BEGIN Available data
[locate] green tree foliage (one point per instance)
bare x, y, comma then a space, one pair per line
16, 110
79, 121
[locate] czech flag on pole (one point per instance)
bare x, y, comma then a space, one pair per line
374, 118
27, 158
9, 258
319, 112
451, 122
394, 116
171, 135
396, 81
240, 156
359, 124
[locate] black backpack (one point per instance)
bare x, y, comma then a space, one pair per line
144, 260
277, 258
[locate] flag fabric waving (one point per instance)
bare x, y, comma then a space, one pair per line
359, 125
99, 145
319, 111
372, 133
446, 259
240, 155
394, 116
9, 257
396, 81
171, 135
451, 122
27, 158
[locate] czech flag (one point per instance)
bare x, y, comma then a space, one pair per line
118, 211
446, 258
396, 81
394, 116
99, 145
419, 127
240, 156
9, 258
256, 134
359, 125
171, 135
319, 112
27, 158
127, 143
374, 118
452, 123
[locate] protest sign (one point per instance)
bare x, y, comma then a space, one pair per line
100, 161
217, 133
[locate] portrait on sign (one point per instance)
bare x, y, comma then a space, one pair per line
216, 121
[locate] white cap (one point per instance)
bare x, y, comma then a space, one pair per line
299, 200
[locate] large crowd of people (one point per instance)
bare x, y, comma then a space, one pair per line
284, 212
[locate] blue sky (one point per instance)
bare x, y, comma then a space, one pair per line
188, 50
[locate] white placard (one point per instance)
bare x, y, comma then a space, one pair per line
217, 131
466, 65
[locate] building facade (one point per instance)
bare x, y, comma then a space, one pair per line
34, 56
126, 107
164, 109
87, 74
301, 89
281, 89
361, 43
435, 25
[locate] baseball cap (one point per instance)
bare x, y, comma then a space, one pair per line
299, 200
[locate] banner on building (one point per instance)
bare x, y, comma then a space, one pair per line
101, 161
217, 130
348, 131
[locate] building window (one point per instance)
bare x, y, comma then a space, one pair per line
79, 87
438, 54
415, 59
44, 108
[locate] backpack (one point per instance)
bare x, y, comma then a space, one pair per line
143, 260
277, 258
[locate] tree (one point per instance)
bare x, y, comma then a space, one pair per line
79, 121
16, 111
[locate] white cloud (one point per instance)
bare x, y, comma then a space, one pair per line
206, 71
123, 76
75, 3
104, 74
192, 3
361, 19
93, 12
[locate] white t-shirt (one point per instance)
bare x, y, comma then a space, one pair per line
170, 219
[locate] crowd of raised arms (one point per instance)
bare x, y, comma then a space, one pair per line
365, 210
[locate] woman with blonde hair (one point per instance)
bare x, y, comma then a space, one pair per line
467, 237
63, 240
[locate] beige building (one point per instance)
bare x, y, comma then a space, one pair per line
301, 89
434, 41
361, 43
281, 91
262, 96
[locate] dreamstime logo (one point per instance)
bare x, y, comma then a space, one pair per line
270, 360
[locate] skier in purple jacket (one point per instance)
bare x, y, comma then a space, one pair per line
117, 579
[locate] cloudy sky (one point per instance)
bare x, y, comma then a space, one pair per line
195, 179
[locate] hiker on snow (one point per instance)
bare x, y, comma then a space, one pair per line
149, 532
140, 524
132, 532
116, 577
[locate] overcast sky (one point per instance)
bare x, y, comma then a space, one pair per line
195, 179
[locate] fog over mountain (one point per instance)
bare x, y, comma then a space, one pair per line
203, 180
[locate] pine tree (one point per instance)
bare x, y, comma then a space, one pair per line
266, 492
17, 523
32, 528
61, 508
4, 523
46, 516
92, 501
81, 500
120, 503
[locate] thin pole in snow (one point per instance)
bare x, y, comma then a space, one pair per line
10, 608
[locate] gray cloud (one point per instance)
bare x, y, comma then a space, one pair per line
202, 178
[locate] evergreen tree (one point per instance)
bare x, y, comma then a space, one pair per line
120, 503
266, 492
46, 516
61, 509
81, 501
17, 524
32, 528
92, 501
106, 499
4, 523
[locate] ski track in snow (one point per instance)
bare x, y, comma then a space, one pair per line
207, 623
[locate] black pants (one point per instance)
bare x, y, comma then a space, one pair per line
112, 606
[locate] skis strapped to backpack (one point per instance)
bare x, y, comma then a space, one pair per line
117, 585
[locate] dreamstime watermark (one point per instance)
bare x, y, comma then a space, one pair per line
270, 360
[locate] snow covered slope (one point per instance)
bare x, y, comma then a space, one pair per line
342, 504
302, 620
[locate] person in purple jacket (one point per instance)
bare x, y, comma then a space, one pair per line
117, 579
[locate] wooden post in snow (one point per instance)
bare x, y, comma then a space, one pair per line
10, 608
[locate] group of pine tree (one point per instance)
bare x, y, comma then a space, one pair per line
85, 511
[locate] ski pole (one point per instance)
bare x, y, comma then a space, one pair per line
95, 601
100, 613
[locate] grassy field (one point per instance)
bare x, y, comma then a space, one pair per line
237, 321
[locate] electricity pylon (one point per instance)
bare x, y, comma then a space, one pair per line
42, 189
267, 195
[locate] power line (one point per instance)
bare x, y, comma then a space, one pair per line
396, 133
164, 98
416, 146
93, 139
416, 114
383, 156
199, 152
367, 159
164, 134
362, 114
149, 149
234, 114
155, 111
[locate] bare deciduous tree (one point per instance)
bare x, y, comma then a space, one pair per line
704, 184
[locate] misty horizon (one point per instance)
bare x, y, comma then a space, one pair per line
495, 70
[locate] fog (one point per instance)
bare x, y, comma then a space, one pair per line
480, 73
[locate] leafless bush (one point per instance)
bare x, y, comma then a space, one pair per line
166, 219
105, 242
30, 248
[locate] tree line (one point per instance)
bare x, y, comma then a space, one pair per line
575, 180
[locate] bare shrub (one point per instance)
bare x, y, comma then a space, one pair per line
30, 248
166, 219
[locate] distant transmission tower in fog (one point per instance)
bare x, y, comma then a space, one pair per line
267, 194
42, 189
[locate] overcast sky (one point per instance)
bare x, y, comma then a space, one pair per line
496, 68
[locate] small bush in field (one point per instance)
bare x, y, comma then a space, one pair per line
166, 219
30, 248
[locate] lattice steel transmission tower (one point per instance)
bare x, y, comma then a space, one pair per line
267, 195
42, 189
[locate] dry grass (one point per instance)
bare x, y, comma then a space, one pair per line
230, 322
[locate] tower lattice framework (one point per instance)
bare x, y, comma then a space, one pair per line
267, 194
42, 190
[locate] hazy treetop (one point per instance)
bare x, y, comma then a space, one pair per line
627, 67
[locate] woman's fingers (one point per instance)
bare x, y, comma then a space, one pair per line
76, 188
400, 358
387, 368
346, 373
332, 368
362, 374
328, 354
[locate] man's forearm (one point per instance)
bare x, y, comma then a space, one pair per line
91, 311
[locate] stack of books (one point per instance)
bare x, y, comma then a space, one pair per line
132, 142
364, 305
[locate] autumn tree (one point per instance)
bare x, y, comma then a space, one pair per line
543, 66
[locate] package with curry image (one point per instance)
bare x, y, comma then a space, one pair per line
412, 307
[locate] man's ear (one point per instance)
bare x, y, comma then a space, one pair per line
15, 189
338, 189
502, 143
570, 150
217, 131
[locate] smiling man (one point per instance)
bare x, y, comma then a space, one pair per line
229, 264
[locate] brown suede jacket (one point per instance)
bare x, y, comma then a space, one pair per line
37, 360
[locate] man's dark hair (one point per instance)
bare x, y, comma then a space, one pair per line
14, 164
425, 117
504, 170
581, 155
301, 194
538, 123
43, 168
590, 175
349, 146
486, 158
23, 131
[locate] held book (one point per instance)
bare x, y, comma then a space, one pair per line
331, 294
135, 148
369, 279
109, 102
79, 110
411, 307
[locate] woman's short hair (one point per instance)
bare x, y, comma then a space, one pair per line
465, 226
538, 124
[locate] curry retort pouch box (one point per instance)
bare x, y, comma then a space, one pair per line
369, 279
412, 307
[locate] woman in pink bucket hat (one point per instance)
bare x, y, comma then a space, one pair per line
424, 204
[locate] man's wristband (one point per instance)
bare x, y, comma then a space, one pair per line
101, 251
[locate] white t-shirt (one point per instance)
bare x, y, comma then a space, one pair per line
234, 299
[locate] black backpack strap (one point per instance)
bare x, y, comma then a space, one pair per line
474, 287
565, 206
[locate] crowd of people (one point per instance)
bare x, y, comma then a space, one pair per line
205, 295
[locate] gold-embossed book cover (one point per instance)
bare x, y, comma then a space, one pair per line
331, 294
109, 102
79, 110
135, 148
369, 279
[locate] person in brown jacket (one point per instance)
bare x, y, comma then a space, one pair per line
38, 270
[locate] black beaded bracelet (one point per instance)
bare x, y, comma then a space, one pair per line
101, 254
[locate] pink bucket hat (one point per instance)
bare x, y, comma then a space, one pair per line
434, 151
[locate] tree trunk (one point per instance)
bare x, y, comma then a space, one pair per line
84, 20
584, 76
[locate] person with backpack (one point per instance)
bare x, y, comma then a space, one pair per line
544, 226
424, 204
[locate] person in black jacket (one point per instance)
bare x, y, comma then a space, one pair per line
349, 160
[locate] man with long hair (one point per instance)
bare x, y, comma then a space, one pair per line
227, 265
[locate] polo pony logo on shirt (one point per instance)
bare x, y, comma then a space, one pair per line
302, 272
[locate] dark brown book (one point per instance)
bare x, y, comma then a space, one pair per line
END Available data
From the entries above, copy every line where the word "brown" shows up.

* _Task answer_
[locate] brown suede jacket (one point per instance)
[locate] person in brown jacket (one point per instance)
[locate] dark brown book (one point per instance)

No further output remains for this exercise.